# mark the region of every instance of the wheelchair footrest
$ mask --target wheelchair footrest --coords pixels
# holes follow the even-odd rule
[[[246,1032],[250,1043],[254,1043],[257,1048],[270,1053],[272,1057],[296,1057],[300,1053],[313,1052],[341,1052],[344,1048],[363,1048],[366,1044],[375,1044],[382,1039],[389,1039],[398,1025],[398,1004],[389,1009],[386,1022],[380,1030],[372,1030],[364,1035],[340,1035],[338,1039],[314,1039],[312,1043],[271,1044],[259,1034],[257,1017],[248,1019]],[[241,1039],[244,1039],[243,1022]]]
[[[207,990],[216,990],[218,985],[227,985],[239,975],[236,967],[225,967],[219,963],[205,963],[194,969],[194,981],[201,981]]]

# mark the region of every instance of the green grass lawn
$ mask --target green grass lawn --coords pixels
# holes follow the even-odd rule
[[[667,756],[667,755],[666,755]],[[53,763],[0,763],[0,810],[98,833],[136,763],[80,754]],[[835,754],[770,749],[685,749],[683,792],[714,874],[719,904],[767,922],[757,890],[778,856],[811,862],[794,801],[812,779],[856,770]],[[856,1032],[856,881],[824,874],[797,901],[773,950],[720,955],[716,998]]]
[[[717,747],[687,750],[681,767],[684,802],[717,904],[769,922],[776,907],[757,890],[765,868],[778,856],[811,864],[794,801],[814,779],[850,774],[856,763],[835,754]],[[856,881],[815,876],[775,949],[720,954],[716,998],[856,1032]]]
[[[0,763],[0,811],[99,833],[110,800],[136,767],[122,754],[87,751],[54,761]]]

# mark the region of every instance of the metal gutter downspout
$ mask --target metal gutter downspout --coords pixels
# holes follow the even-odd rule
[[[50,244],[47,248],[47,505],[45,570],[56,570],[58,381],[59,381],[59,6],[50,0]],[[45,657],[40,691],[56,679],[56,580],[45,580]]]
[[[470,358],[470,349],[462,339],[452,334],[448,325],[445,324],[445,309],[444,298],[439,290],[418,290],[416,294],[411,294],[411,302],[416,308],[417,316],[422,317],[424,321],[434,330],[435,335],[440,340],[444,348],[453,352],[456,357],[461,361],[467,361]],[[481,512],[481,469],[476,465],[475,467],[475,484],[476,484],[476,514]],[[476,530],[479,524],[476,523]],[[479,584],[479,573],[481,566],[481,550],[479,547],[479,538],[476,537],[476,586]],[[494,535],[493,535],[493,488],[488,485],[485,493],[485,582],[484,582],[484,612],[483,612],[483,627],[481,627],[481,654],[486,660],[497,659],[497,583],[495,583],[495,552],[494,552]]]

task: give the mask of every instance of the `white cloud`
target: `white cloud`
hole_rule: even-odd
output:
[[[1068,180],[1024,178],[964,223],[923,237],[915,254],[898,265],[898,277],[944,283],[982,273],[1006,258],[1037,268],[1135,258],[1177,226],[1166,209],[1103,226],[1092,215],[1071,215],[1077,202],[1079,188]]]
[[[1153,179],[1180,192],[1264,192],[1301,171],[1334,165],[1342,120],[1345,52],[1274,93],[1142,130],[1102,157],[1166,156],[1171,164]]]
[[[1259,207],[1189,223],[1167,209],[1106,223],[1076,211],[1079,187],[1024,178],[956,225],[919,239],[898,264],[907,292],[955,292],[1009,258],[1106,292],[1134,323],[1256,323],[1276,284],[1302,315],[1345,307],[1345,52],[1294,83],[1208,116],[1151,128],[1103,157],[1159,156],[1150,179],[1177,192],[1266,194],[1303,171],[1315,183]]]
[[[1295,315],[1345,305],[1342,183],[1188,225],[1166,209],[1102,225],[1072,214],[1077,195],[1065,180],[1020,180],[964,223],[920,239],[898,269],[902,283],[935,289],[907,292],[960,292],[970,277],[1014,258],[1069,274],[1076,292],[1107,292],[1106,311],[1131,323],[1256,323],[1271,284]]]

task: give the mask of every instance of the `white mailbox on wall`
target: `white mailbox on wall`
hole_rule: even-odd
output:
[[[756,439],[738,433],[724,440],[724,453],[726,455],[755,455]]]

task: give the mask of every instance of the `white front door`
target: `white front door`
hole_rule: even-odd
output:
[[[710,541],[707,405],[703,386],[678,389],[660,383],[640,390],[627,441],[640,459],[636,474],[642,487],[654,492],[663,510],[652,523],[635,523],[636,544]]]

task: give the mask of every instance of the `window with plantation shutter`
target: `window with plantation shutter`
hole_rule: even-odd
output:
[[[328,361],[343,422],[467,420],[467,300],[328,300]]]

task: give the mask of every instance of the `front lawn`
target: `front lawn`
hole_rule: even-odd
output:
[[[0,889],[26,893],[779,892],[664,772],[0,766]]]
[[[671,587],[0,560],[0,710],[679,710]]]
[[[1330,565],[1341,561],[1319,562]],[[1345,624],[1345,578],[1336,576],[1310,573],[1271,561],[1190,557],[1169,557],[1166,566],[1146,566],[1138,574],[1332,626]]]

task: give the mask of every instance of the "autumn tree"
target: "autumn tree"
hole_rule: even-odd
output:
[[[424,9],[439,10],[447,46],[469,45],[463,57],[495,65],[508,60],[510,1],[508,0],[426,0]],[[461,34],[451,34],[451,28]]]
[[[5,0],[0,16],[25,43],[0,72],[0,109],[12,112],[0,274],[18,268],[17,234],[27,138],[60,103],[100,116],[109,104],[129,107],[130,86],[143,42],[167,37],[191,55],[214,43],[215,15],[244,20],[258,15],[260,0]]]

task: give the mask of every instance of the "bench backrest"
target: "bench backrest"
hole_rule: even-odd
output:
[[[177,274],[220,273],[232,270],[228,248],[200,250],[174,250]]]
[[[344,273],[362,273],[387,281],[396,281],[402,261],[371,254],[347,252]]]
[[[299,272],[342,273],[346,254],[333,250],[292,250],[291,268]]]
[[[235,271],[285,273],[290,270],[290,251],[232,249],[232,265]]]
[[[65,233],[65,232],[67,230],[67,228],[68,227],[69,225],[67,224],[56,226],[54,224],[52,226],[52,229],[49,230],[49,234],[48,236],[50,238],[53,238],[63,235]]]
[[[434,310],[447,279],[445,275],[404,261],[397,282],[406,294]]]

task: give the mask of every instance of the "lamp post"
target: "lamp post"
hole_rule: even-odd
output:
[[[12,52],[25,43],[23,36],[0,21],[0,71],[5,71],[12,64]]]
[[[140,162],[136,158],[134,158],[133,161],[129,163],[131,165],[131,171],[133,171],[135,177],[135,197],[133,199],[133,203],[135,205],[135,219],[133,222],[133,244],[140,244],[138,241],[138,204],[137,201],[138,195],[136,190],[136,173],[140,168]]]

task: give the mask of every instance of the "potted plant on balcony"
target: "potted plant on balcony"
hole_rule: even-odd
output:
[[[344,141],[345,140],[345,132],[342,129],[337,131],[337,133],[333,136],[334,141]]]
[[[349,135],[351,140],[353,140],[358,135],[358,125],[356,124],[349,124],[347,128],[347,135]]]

# Request
Print out all the entries precisely as written.

# Result of the exercise
# mark the region of every instance of the wheelchair footrest
$ mask --target wheelchair footrest --coords pixels
# holes follow the even-odd rule
[[[246,1032],[250,1043],[254,1043],[257,1048],[270,1053],[272,1057],[296,1057],[300,1053],[313,1052],[341,1052],[344,1048],[363,1048],[366,1044],[375,1044],[382,1039],[389,1039],[398,1025],[398,1004],[389,1009],[386,1022],[380,1030],[372,1030],[364,1035],[340,1035],[338,1039],[314,1039],[312,1043],[271,1044],[259,1034],[257,1017],[248,1019]],[[241,1039],[244,1039],[243,1022]]]
[[[207,990],[216,990],[218,985],[227,985],[239,975],[236,967],[225,967],[219,963],[205,963],[194,969],[194,981],[201,981]]]

# mark the region of every instance of the green grass lawn
$ mask --target green grass lawn --coords pixels
# holes follow the even-odd rule
[[[667,756],[667,755],[666,755]],[[53,763],[0,763],[0,810],[98,833],[136,763],[80,754]],[[835,754],[770,749],[685,749],[683,792],[714,874],[719,904],[767,922],[757,890],[778,856],[811,862],[794,801],[812,779],[856,770]],[[856,1032],[856,881],[824,874],[797,901],[773,950],[720,955],[716,998]]]
[[[717,747],[687,750],[681,767],[684,802],[717,904],[769,922],[776,907],[757,890],[765,868],[778,856],[811,864],[794,801],[814,779],[850,774],[856,763],[835,754]],[[856,881],[815,876],[775,949],[720,954],[716,998],[856,1032]]]
[[[0,763],[0,811],[99,833],[110,800],[136,767],[122,754],[87,751],[54,761]]]

# mark the region of every instance of the metal gutter downspout
$ mask --target metal gutter downspout --coords pixels
# holes follow the even-odd rule
[[[50,244],[47,248],[47,505],[45,570],[56,570],[58,381],[59,381],[59,6],[50,0]],[[45,657],[40,691],[56,679],[56,580],[45,580]]]
[[[470,358],[470,349],[462,339],[452,334],[448,325],[445,324],[445,309],[444,298],[439,290],[418,290],[416,294],[411,294],[411,302],[416,308],[417,316],[422,317],[424,321],[434,330],[435,335],[440,340],[444,348],[453,352],[456,357],[461,361],[467,361]],[[481,512],[481,469],[476,465],[475,467],[475,484],[476,484],[476,514]],[[476,530],[479,524],[476,523]],[[479,584],[479,573],[481,566],[481,550],[479,547],[479,538],[476,537],[476,586]],[[494,535],[493,535],[493,488],[488,485],[485,493],[485,582],[484,582],[484,612],[483,612],[483,627],[481,627],[481,654],[486,660],[497,659],[497,583],[495,583],[495,552],[494,552]]]

task: give the mask of every instance of the `white cloud`
target: `white cloud`
hole_rule: even-odd
output:
[[[1068,180],[1024,178],[964,223],[923,237],[915,254],[898,265],[898,277],[944,283],[982,273],[1006,258],[1037,268],[1135,258],[1177,226],[1166,209],[1103,226],[1092,215],[1071,215],[1077,202],[1079,188]]]
[[[1153,179],[1180,192],[1264,192],[1301,171],[1334,165],[1342,120],[1345,52],[1274,93],[1142,130],[1102,157],[1166,156],[1171,164]]]
[[[1259,207],[1189,223],[1167,209],[1106,223],[1076,211],[1079,187],[1024,178],[956,225],[919,239],[898,264],[907,292],[955,292],[1009,258],[1106,292],[1134,323],[1256,323],[1276,284],[1302,315],[1345,307],[1345,52],[1294,83],[1208,116],[1151,128],[1103,157],[1159,156],[1150,179],[1177,192],[1266,194],[1303,171],[1315,183]]]
[[[1295,315],[1345,305],[1342,183],[1188,225],[1166,209],[1102,225],[1072,214],[1077,195],[1065,180],[1020,180],[964,223],[920,239],[898,269],[902,283],[935,289],[907,292],[960,292],[970,277],[1014,258],[1069,274],[1076,292],[1107,292],[1106,311],[1131,323],[1256,323],[1271,284]]]

task: give the mask of every instance of the `white mailbox on wall`
target: `white mailbox on wall`
hole_rule: even-odd
output:
[[[756,439],[738,433],[724,440],[724,453],[726,455],[755,455]]]

task: give the mask of every instance of the `white front door`
target: `white front door`
hole_rule: even-odd
output:
[[[710,541],[707,405],[703,386],[678,389],[660,383],[640,390],[627,441],[640,459],[636,474],[642,487],[654,492],[663,510],[652,523],[635,523],[636,544]]]

task: give the mask of every instance of the `window with plantation shutter`
target: `window with plantation shutter`
hole_rule: even-odd
output:
[[[328,361],[343,422],[467,420],[467,300],[328,300]]]

task: give the mask of every instance of the `front lawn`
target: `front lawn`
hole_rule: even-odd
output:
[[[0,889],[26,893],[779,892],[664,772],[0,766]]]
[[[671,587],[0,560],[0,710],[679,710]]]
[[[1330,565],[1341,561],[1319,562]],[[1345,624],[1345,578],[1336,576],[1310,573],[1271,561],[1190,557],[1169,557],[1166,566],[1146,566],[1138,574],[1332,626]]]

task: give the mask of every instance of the "autumn tree"
target: "autumn tree"
hole_rule: even-odd
output:
[[[424,9],[439,10],[447,46],[469,45],[463,57],[495,65],[508,60],[510,1],[508,0],[426,0]],[[461,34],[451,34],[451,28]]]
[[[5,0],[0,16],[25,43],[0,72],[0,109],[12,112],[0,274],[18,268],[17,234],[27,138],[60,103],[100,116],[109,104],[129,107],[130,86],[143,42],[167,37],[191,55],[214,43],[215,15],[244,20],[258,15],[260,0]]]

task: give the mask of every instance of the "bench backrest"
target: "bench backrest"
hole_rule: even-odd
output:
[[[177,274],[220,273],[232,270],[228,248],[200,250],[174,250]]]
[[[344,273],[362,273],[387,281],[396,281],[402,261],[371,254],[347,252]]]
[[[299,272],[342,273],[346,254],[333,250],[292,250],[291,268]]]
[[[235,271],[285,273],[290,270],[290,251],[232,249],[232,265]]]
[[[65,233],[65,232],[67,230],[67,228],[68,227],[69,225],[67,224],[56,226],[54,224],[52,226],[52,229],[49,230],[49,234],[48,236],[50,238],[53,238],[63,235]]]
[[[434,310],[447,279],[445,275],[404,261],[397,282],[406,294]]]

task: give the mask of every instance of the "lamp post"
target: "lamp post"
hole_rule: even-odd
output:
[[[12,52],[25,43],[23,36],[0,21],[0,71],[5,71],[12,64]]]
[[[140,162],[136,158],[134,158],[133,161],[129,163],[131,165],[131,171],[133,171],[135,177],[135,197],[133,199],[133,203],[135,205],[135,219],[133,222],[133,244],[140,244],[138,241],[138,204],[137,201],[138,195],[136,190],[136,173],[140,168]]]

task: give the mask of every instance of the "potted plant on balcony"
target: "potted plant on balcony"
hole_rule: even-odd
output:
[[[344,141],[345,140],[345,132],[342,129],[337,131],[337,133],[333,136],[334,141]]]
[[[349,135],[351,140],[353,140],[358,135],[358,125],[356,124],[349,124],[347,128],[347,135]]]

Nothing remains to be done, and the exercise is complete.